Start of Text

How are you?
Updated: Mar 28, 2021
I’m starting to develop an aversion to this question which isn’t really a question any more. So many people use it as an alternative to the word, hello, so that, for me, it has practically lost all meaning. I have colleagues at work who say it as they pass me in the hall or on the staircase, I have a work colleague who says it without even looking at me, I have complete strangers say it to me. Sometimes my wicked, mischievous self feels like saying, Well, I feel like s**t. I’ve got cancer and just 2 months to live. How are you?
This question really started to grate on me when I was off work for a couple of weeks recently with a virus and then post-viral fatigue. I was genuinely happy to see people so I would smile and utter a warm hello. Then, everything went downhill from there when they said their How are you? . I didn't want to ruin their mood and I knew they didn’t really want or have the time to hear the answer. If you do decide to give them an answer and it’s, Well I’ve just been told I have COVID 19, you feel like you’ve really stuffed up their day. I was feeling like crap but I truly didn’t want their mental wellbeing to be jeopardized with how I really was. I get it. But why ask the question in the first place? I know, it’s a cultural habit, right?
These three words have become so ingenuous to me, that I barely utter them myself. If I really want to know the state of someone’s health, I will say, Are you well? or How are you feeling today? which is more likely to make the listener stop and realize that I am genuinely interested in their wellbeing because I’m changing the way the question is phrased.
When I worked at a primary school in Madrid, Spain, there was another teacher from the north of England. My heart used to melt every time he greeted me because his greeting sounded so much more sincere than the How are you? of which I had come to abhor. His greeting was, You alright then? Apparently, it was the way people greeted each other from where he was from. Whenever he said those words, I wanted to tell him how I actually felt. Of course, his concerned eyes and body language supported the question he was asking me.

End of Text

▶ **Task prompt**
Could you carry on the blog post about the greeting "How are you?" from its last paragraph, in the same voice?

Start of Material shown

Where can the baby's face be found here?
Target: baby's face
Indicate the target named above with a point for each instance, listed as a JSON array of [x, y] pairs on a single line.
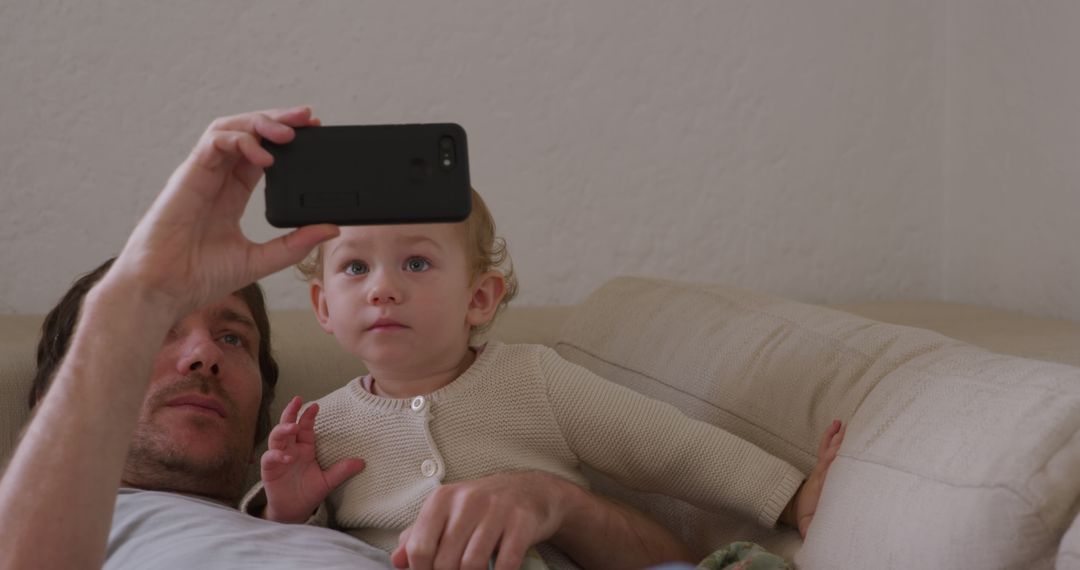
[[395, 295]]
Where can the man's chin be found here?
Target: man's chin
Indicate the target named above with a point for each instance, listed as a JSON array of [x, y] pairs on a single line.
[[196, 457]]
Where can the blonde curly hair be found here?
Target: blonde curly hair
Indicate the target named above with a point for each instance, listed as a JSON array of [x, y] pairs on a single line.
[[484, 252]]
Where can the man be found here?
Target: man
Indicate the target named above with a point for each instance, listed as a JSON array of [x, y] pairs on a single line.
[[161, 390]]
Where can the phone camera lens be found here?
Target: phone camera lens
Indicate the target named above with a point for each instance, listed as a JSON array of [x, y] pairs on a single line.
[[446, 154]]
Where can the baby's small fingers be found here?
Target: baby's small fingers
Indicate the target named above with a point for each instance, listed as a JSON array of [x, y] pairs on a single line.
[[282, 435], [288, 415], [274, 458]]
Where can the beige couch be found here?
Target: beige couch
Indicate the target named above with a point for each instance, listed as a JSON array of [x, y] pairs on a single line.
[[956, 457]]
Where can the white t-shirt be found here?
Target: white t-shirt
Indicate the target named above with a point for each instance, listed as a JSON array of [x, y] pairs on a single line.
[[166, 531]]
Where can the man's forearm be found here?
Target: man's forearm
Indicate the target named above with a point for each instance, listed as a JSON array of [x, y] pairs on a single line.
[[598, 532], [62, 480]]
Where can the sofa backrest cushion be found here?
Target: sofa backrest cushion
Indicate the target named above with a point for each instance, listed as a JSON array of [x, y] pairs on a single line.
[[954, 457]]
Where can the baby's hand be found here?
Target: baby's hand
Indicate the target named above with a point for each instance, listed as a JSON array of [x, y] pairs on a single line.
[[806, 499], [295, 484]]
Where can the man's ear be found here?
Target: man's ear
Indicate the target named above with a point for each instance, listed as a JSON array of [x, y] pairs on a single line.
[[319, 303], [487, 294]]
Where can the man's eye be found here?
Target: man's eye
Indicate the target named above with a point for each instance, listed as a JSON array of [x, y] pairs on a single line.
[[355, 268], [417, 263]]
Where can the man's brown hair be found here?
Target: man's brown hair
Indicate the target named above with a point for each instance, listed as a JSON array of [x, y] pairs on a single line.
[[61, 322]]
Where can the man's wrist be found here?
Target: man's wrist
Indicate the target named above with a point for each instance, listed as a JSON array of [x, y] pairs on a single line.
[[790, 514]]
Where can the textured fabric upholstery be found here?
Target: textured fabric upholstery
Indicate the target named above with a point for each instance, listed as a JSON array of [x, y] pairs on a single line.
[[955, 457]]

End of Material shown

▶ **Task result**
There’s something else about the H A Y that I’ve come to realize. That is that people actually only want to hear or have time for, Good/Well thanks. How are you? It was almost impossible for me to say that when I had the virus (I'd actually lost my voice) so most times I would just ignore the question. I mean, if you haven’t really got the time to hear the proper answer to that question, then why even ask it at all.
Now you might be thinking, Gee Jen. You’re a bit harsh. How else are we going to break the ice with someone if we don’t start somewhere? I hear you, however, these words, at least here in Australia, have lost their meaning. Every time someone asks me that question, I have to rapidly sum up in my brain how much of an answer they really want. I think I once said to someone, Do you want the 5 minute, 10 minute or 30 minute answer? I could tell by the look on their face that they wanted the 5 second answer.
I’ve heard that in other countries their common greeting may actually mean something else. For example, in China it literally translates as, Have you eaten today? which says a lot about the population's lack of sufficient food over the centuries. In the past, Chinese people did not always have enough to eat, and enquiring as to whether someone has had a meal yet is a kind way to show that you care about their wellbeing. I wonder if Chinese people actually answer this question or, like How are you? it has lost its impact.
So, if you meet me in person and I give you a warm smile and say Hello, good to see you. this is because I feel much more comfortable saying that then intruding on your physical, mental, emotional and spiritual state. It can be pretty daunting truly answering the question anyway, can’t it? How am I? I don’t know.
The one person who was genuinely concerned for me during my recent time convalescing with the virus was my mum. I so appreciated her text messages, emoticons and phone calls. Having someone truly care about your state of wellbeing is one of the best feelings ever. I mean, I’m just one of seven billion people on the planet and to think someone actually wanted to hear the answer to the question How are you? really impacted on me and made me feel incredibly fortunate and loved. Thanks heaps mum.
So friends, the take on this for me is, if you are going to ask this question then at least provide the space for the answer – whatever it sounds like. Let people know that you care about their answer. If you use those three words, try to maintain eye contact with the person you are addressing and please, don’t use it as you walk pass someone. A warm hello and a genuine smile, at least in my humble opinion, is a much better alternative. What do you reckon? Would love to hear your take on this …. really.
Stay safe. Take care.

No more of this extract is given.